● **TEXT FOR ANALYSIS**
Eighteenth-century English Freemasonry was associated closely with education and science. A cross-over in membership with the Royal Society and the prominent position of Desaguliers and other leading scientists and FRSs led to several lodges becoming forums for education and debate. Scientific lectures were fashionable and a powerful draw for the aspirational, whether aristocrat or more middling. Historians have described such lectures as the ‘theatre of the upper classes’, albeit that this tends to underplay the utilitarian aspects of eighteenth-century scientific advancement.
Practical natural philosophers such as Desaguliers, described as ‘arguably the most successful scientific lecturer of the century’, applied science to resolve commercial problems and develop realistic ideas to generate income. They were integral to the process of wealth creation and the momentum that drove Britain’s innovations in agriculture and mining and its nascent manufacturing industries. But Newtonian science was more than just utilitarian. It also had philosophical dimensions. Desaguliers’ success in delivering lectures across Europe represented the ascendancy of Newtonianism with its emphasis on rational scientific observation and a universe governed by comprehensible laws rather than Descartes’ ‘innate knowledge’ and the religious diktat of the established church. Newtoniansim also championed the benefits of constitutional government over autocracy, something made clear in Desaguliers’ The Newtonian System of the World – The Best Model of Governments:
In Ancient Times, ere Bribery began
To taint the Heart of undesigning Man,
Ere Justice yielded to be bought and sold,
When Senators were made by Choice, not Gold,
Ere the Cunning were accounted Wise,
And Kings began to see with other’s Eyes…
Although only a small number of early eighteenth-century Lodge minutes survive, those that do provide evidence that it was customary in at least some lodges for members, whether hobbyists or professionals, to share their knowledge via lectures ‘in such of the Sciences as shall be thought to be most agreeable to the Society’.
An unambiguous example is the Lodge at the King’s Arms tavern in the Strand. The King’s Arms was renowned for its lectures and for ‘promoting the grand design in a general conversation’. The earliest extant Minute Book covers 1733-56 and records thirty-six lectures in the decade to 1743. Seven concerned human physiology, some of which included dissections; six, ethics; five, architecture; and three, ‘industrial processes’. Nine examined different scientific inventions, techniques and apparatus, while others explored a broad range of topics from art and history to mathematics. They include a talk by Robert West, a portraitist, on ‘some evident faults in the Cartoons of Raphael’, and another by Isaac Ware, an architect, later Secretary of the Board of Works, on Andrea Palladio. Ware was also a member of Thornhill’s St Martin’s Lane Academy, re-founded by Hogarth in 1735.

● **THINGS TO DO**
1. Decide whether each statement agrees with the passage on Freemasonry and science, answering yes or no and quoting the words of the passage that settle it.
(a) The earliest surviving Minute Book of the King's Arms lodge records thirty-six lectures in the decade to 1743.
(b) Nine of those lectures concerned human physiology.
(c) Hogarth first founded the St Martin's Lane Academy in 1735.
2. Answer these questions using the passage on Freemasonry and science.
(a) How is Desaguliers described as a lecturer?
(b) Where did the lodge known for its lectures meet?
(c) What was the subject of Isaac Ware's talk?
3. Extend the passage on Freemasonry and science with a further paragraph that picks up after its final sentence.

● **INPUT DATA**
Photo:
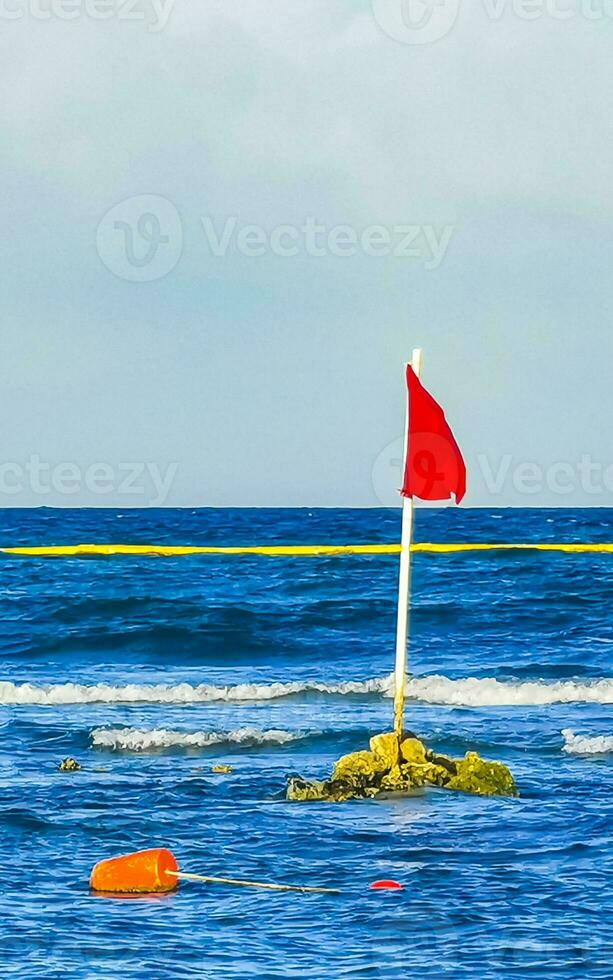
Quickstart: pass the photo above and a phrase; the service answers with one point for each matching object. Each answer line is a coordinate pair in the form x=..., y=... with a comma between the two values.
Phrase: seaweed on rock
x=400, y=766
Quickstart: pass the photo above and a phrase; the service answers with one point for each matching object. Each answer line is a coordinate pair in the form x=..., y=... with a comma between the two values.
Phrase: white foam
x=586, y=744
x=483, y=692
x=56, y=694
x=437, y=689
x=135, y=740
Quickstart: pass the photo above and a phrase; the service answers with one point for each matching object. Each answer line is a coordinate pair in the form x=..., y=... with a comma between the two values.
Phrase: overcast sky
x=226, y=225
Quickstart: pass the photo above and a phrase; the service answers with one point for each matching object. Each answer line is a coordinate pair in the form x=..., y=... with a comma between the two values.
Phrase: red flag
x=434, y=468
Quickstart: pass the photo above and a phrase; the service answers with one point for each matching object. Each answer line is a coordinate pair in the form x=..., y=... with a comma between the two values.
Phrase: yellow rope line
x=168, y=551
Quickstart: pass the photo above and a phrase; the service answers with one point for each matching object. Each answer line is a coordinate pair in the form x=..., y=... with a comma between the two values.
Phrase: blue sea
x=150, y=671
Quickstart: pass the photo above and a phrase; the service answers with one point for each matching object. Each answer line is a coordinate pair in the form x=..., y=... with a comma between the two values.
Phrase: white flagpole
x=404, y=584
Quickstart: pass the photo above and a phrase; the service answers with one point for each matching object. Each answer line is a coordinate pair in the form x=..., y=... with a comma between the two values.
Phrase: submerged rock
x=391, y=766
x=69, y=765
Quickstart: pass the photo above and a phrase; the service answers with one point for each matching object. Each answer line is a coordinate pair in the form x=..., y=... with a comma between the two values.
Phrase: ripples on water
x=150, y=671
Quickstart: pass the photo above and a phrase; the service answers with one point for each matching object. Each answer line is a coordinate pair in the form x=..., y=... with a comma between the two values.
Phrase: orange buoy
x=142, y=873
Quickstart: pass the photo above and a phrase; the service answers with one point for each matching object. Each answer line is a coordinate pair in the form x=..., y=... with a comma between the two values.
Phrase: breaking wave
x=466, y=692
x=586, y=744
x=135, y=740
x=474, y=692
x=178, y=693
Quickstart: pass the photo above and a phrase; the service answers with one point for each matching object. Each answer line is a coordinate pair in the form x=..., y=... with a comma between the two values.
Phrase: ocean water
x=150, y=671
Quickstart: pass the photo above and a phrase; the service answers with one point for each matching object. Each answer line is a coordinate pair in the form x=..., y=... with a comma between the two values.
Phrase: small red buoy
x=387, y=886
x=142, y=873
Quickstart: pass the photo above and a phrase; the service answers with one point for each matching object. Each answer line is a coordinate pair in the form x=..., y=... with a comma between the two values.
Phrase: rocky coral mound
x=392, y=766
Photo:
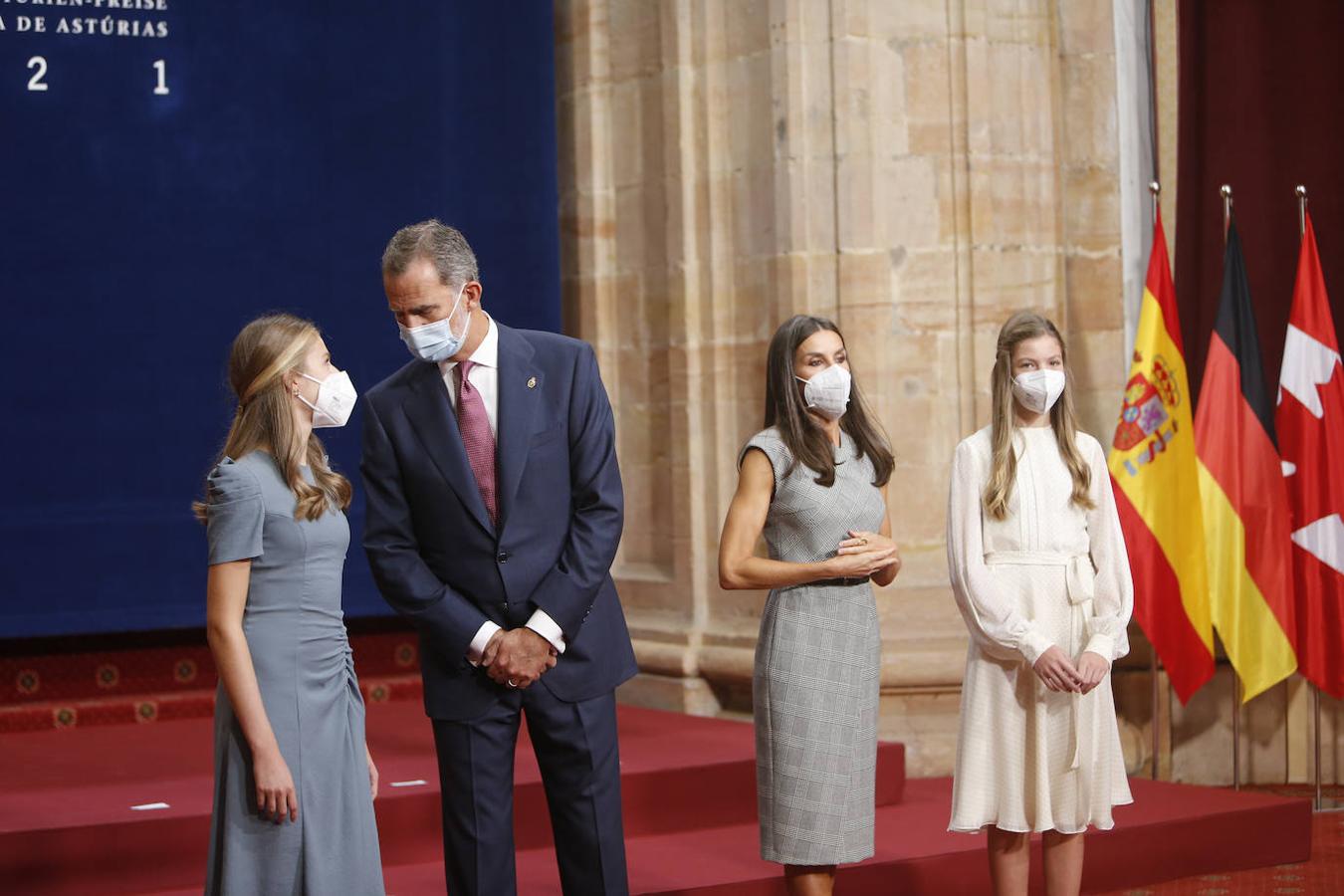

● **ANSWERS TO THE TASKS**
1.
(a) Yes: "records thirty-six lectures in the decade to 1743"
(b) No: "Seven concerned human physiology"
(c) No: "re-founded by Hogarth in 1735"

2.
(a) As "arguably the most successful scientific lecturer of the century."
(b) At the King's Arms tavern in the Strand.
(c) Andrea Palladio.

3.
In addition to Martin Clare, a leading educator and mathematician, members of the King’s Arms included William Graeme (1700-1745), a surgeon, and fellow physicians Edward Hody (1698-1759) and James Douglas (1675-1742). All four were FRSs.
Martin Clare’s philosophical approach to education is set out in his Discourse, a speech given to the Quarterly Communication of the Grand Lodge on 11 December 1735:
The chief pleasure of society – viz., good conversation and the consequent improvements – are rightly presumed… to be the principal motive of our first entering into then propagating the Craft… We are intimately related to those great and worthy spirits who have ever made it their business and aim to improve themselves and inform mankind. Let us then copy their example that we may also hope to attain a share in their praise.
Other lodges had similar programmes to that at the King’s Arms. Although only incomplete records exist, the Grand Steward’s Lodge ‘entertained their visitors with a diversity of knowledge, [including] natural philosophy [and] dissertations on the laws and properties of Nature’. Lectures were also held at the Lodge of Friendship meeting at the Shakespeare’s Head in Little Marlborough Street. Martin Clare spoke there in 1737 and eight lectures were given the following year, with topics ranging from astronomy to optics. The Minutes also record lectures in 1739-41. Other lodges thought to have done the same include the Swan and Rummer in Finch Lane. Constituted in 1725, its surviving first Minute Book is the oldest known to be extant.
Lectures were also given in the provinces including the Nag’s Head in Carmarthen, South Wales; the Saracen’s Head in Lincoln; and at lodges in northern England, including Warrington’s Lodge of Lights, some of whose members later formed a Dissenting Academy. European Lodges offer similar evidence of freemasonry as an educational force in its broadest sense, both philosophical and scientific.